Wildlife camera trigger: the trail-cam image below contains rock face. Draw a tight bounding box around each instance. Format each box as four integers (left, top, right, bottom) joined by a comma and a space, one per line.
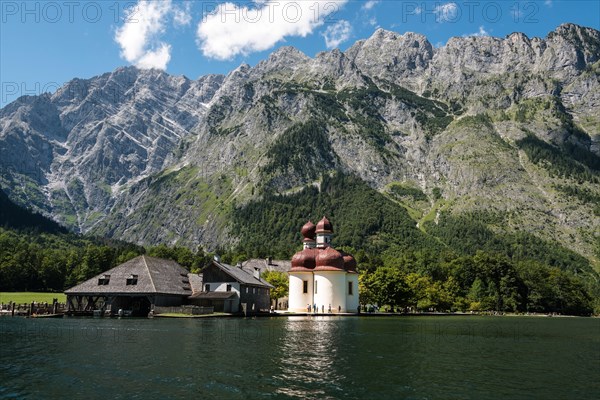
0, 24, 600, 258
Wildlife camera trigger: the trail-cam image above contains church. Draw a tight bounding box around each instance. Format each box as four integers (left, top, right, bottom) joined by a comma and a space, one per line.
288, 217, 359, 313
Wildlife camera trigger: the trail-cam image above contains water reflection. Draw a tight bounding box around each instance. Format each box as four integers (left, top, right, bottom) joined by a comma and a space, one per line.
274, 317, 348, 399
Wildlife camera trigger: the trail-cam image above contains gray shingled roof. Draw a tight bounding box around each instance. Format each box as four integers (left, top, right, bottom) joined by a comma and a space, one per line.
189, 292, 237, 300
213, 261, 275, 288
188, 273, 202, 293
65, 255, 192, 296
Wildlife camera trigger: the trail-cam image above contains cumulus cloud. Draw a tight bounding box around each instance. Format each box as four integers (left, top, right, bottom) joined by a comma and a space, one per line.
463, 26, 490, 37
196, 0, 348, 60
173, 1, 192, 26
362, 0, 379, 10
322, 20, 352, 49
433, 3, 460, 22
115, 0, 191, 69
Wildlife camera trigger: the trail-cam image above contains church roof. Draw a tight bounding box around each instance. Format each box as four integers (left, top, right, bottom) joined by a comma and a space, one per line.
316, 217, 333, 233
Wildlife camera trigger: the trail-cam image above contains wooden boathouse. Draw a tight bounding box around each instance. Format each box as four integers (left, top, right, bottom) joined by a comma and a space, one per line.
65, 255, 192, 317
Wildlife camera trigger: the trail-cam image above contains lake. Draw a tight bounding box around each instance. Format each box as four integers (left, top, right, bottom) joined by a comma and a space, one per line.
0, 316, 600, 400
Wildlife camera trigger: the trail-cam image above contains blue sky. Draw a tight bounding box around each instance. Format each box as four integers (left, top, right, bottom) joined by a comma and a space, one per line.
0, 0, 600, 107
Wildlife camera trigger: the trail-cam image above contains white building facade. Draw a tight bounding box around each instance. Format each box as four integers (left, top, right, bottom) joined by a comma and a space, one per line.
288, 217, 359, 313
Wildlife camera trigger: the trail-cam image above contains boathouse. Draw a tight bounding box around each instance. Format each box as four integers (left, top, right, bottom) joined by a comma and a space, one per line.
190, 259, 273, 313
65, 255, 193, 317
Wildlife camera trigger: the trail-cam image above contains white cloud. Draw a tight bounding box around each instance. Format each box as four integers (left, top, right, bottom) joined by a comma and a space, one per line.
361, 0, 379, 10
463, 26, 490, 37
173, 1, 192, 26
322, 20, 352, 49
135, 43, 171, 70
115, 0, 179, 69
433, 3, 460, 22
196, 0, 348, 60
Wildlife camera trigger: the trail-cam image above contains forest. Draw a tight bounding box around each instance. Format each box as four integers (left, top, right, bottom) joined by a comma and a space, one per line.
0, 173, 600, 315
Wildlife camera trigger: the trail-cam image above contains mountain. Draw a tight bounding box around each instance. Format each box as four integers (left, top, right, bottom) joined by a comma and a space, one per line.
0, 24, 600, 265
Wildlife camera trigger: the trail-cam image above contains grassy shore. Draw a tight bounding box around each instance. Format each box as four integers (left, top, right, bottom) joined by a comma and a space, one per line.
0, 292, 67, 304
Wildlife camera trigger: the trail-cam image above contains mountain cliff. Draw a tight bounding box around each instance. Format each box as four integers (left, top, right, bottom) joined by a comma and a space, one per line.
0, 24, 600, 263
━━━━━━━━━━━━━━━━━━━━
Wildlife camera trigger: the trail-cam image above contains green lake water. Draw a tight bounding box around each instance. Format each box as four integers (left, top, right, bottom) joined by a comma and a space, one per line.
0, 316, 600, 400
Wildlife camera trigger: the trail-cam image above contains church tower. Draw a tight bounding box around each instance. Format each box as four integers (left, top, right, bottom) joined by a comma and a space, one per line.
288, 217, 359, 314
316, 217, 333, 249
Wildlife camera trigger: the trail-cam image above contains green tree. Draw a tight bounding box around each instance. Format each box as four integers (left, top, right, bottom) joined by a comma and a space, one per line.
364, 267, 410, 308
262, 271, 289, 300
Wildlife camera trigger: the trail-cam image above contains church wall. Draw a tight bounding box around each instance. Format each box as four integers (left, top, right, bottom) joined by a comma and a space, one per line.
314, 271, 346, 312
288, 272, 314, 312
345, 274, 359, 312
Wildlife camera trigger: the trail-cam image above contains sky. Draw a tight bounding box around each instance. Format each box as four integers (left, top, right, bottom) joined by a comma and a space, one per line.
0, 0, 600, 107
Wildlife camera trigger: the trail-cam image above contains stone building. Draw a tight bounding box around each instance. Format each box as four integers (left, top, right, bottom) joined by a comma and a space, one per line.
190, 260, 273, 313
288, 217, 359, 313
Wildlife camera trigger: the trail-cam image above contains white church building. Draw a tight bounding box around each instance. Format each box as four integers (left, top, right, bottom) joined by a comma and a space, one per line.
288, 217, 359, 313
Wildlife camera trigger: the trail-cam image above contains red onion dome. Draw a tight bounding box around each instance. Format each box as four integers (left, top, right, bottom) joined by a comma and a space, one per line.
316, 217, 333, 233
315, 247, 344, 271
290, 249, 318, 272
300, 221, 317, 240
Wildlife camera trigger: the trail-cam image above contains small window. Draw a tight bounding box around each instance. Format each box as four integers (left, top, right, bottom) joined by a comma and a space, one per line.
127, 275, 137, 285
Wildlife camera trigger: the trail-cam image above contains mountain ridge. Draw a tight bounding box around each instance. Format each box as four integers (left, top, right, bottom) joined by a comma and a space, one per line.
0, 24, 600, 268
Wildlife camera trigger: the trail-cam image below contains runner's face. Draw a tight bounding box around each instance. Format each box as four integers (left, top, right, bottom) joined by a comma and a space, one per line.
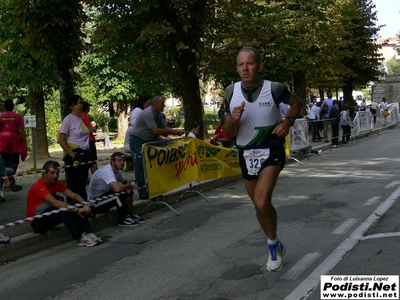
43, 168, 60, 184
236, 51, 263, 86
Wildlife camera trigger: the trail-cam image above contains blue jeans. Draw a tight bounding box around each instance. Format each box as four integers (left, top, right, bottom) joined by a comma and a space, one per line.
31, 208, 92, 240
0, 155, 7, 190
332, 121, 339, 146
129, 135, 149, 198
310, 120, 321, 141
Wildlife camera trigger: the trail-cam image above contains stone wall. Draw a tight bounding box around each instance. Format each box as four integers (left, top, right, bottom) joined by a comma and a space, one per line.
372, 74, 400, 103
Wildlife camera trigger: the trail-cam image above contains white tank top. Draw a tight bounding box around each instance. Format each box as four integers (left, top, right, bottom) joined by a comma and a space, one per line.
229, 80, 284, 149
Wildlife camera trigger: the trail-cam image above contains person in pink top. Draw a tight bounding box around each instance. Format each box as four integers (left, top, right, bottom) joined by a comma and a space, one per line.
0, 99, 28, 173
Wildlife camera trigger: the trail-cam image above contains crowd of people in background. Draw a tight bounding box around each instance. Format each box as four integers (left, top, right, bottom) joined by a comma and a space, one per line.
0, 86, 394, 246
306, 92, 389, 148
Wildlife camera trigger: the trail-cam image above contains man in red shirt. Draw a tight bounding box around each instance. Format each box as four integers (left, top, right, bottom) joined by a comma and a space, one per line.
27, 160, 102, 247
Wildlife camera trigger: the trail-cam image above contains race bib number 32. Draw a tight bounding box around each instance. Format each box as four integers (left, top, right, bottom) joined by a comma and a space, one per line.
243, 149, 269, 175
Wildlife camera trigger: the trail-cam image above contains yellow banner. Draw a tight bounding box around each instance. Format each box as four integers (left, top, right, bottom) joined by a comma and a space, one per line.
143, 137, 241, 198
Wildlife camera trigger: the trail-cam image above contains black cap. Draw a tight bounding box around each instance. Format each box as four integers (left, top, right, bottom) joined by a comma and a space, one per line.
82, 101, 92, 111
━━━━━━━━━━━━━━━━━━━━
> EXERCISE DESCRIPTION:
Reproduce, without alteration, the lines of the material from the line containing "above contains wooden" through the line containing "65, 255, 193, 317", including both of those lines.

> REPLY TO THE EXERCISE:
Wildlife camera trigger: the trail-cam image above contains wooden boathouse. Draw a tight bounding box around each instance. Format each box as four integers (left, top, right, bottom) joined by a comma and a space, one per line.
65, 255, 192, 317
Wildlife camera trigger: the trail-cam image above contains lake. Draw a tight bounding box around each instance. Format each box as four integers (left, top, right, bottom) joined by a comma and a space, one per line.
0, 316, 600, 400
Wildlife camera trigger: the trail-cam image above contains blue sky. Draw a tight bounding box around each instance. Format each box as four integers (left, top, right, bottom) joined by a comma and a space, one per line.
0, 0, 600, 107
Wildlife camera trigger: the trail-cam image above contains white building facade. Draw a tight bounding box around each instance. Format each box as four integers (left, top, right, bottom) joined by a comma and a space, one per line.
288, 217, 359, 313
Wildlife camera trigger: the trail-cam image above contains boathouse. Draw a tight bounding box around each instance. Format each box as four integers (left, top, right, bottom) joined by a comma and a space, one per line.
190, 259, 273, 313
65, 255, 193, 317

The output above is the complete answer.